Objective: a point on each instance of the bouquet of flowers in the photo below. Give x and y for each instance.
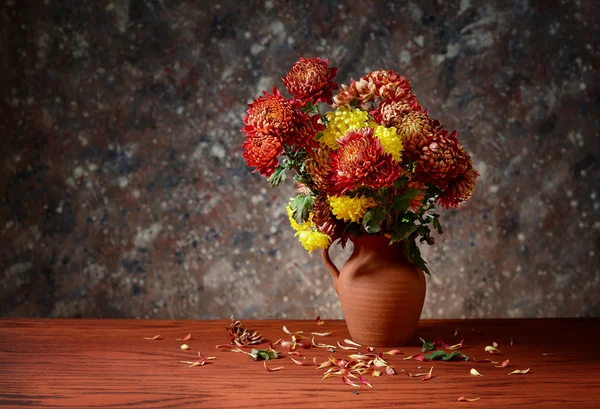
(375, 162)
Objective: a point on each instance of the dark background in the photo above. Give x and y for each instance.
(123, 192)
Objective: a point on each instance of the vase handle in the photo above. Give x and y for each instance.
(334, 270)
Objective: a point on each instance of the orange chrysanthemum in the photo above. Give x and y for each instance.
(310, 80)
(390, 113)
(271, 114)
(307, 128)
(318, 166)
(459, 189)
(361, 161)
(261, 150)
(417, 130)
(377, 84)
(442, 160)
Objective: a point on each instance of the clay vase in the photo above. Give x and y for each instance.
(382, 294)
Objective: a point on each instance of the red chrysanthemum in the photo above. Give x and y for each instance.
(361, 161)
(417, 130)
(377, 84)
(310, 80)
(261, 150)
(390, 113)
(271, 114)
(441, 160)
(459, 189)
(307, 128)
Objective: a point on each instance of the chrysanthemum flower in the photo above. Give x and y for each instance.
(351, 209)
(310, 80)
(390, 140)
(261, 150)
(340, 121)
(459, 189)
(417, 130)
(307, 128)
(377, 84)
(313, 239)
(361, 161)
(318, 166)
(271, 114)
(442, 160)
(390, 112)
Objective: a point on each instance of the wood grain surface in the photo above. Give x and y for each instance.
(107, 364)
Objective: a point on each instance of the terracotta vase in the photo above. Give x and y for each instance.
(382, 294)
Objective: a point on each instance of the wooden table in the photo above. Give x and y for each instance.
(107, 363)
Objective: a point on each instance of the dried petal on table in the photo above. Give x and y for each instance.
(519, 371)
(428, 376)
(345, 347)
(504, 364)
(349, 382)
(463, 399)
(475, 372)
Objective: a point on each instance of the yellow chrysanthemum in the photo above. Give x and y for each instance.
(390, 140)
(340, 121)
(313, 239)
(350, 208)
(307, 225)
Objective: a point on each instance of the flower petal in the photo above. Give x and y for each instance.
(186, 338)
(463, 399)
(272, 369)
(519, 371)
(503, 364)
(428, 376)
(475, 372)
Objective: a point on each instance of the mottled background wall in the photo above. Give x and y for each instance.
(123, 193)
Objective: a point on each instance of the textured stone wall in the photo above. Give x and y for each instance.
(123, 192)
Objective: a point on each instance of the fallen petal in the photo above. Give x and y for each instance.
(271, 369)
(463, 399)
(350, 342)
(297, 362)
(503, 364)
(475, 372)
(349, 382)
(519, 371)
(428, 376)
(364, 381)
(345, 347)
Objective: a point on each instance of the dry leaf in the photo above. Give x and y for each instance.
(463, 399)
(519, 371)
(475, 372)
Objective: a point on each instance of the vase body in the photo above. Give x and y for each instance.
(381, 292)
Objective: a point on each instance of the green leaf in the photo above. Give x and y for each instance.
(372, 220)
(400, 203)
(301, 207)
(445, 356)
(401, 232)
(427, 346)
(278, 176)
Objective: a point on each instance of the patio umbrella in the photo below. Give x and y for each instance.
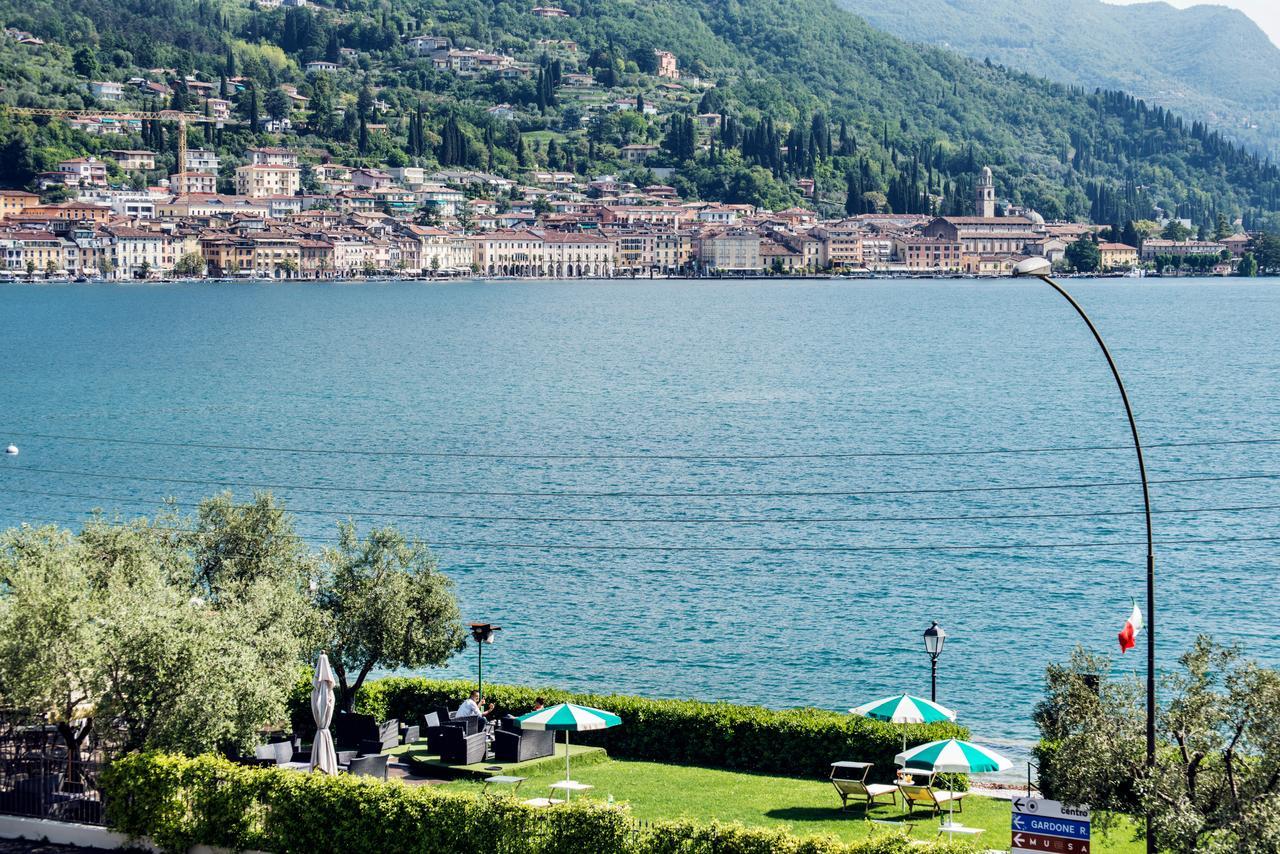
__________________________________________________
▶ _Exercise directions_: Render every line of the data above as a numbered list, leaving out blank lines and the pictures.

▶ _Full output_:
1. Objective: a point on each instance of the bouquet of flowers in the photo below. Give x and y for each instance.
2. (375, 162)
3. Objective: a point on each instance of the dark background in the photo above. Give x and y for each instance.
4. (123, 192)
5. Objective: a point on each instance of the vase handle in the photo above. Give x and y for each instance.
6. (334, 270)
7. Objective: a point on each instance of the orange chrysanthemum in the photo above. Give x and y for each instance.
8. (310, 80)
9. (390, 113)
10. (271, 114)
11. (307, 128)
12. (318, 166)
13. (459, 189)
14. (361, 161)
15. (261, 150)
16. (417, 130)
17. (377, 84)
18. (442, 160)
19. Objective: a point on each instance of the clay vase in the photo above. Give x and y for each instance.
20. (382, 294)
21. Objective: a point on each instance of the red chrysanthemum in the photo above. Give x and y for each instance.
22. (361, 161)
23. (417, 130)
24. (377, 84)
25. (310, 80)
26. (261, 150)
27. (390, 113)
28. (271, 114)
29. (441, 160)
30. (459, 189)
31. (307, 128)
32. Objective: a point on each instance of the chrysanthemum flower in the photo above. Give x and y for each instance.
33. (351, 209)
34. (310, 80)
35. (390, 140)
36. (261, 150)
37. (340, 121)
38. (459, 189)
39. (417, 130)
40. (307, 128)
41. (377, 84)
42. (313, 239)
43. (361, 161)
44. (318, 166)
45. (271, 114)
46. (442, 160)
47. (390, 112)
48. Objective: a point on each instance of the wood grain surface in the photo above. Give x and y for each instance.
49. (107, 364)
50. Objective: a point on each instance of the terracotta vase in the photo above. Give x and y for each instance.
51. (382, 294)
52. Objective: a point on each instance of the wooden table in the photo above. Give x and y for each instance.
53. (107, 363)
54. Objective: a point on each instance of the dried petal on table in the photo above. Give x and y for each instance.
55. (519, 371)
56. (428, 376)
57. (345, 347)
58. (504, 364)
59. (349, 382)
60. (463, 399)
61. (475, 372)
62. Objective: a point on each instance of the yellow chrysanthemum in the photo above. Give x and y for each instance.
63. (390, 140)
64. (340, 121)
65. (313, 239)
66. (350, 208)
67. (307, 225)
68. Objective: a point on each instance of the flower petal in the photo above. Give x and y for each instance.
69. (186, 338)
70. (463, 399)
71. (272, 369)
72. (519, 371)
73. (503, 364)
74. (428, 376)
75. (475, 372)
76. Objective: a point on each instance of the mottled background wall in the photo above. Give x and y for each instance.
77. (123, 193)
78. Objective: a point on each instance of the textured stone wall in the photo above. Give x and y for each instance.
79. (123, 192)
80. Objective: a point on each instance of the fallen petal in the photo above. Give x and y for each instance.
81. (271, 369)
82. (463, 399)
83. (350, 342)
84. (297, 362)
85. (503, 364)
86. (475, 372)
87. (349, 382)
88. (519, 371)
89. (428, 376)
90. (364, 381)
91. (345, 347)
92. Objective: a point on each instance of the dry leaf in the photo above. Give x and y for each instance.
93. (463, 399)
94. (519, 371)
95. (475, 372)
96. Objective: a point on each instance of the vase body in the photo above. Give x and y for each instance.
97. (381, 292)
98. Objective: a point on each instance of the green leaf in the photo above. Give x and y for each instance.
99. (372, 220)
100. (400, 203)
101. (301, 207)
102. (445, 356)
103. (401, 232)
104. (427, 346)
105. (278, 176)
106. Objective: a point on each instance of the patio umbrella in the photo below. Give x and y for each instance.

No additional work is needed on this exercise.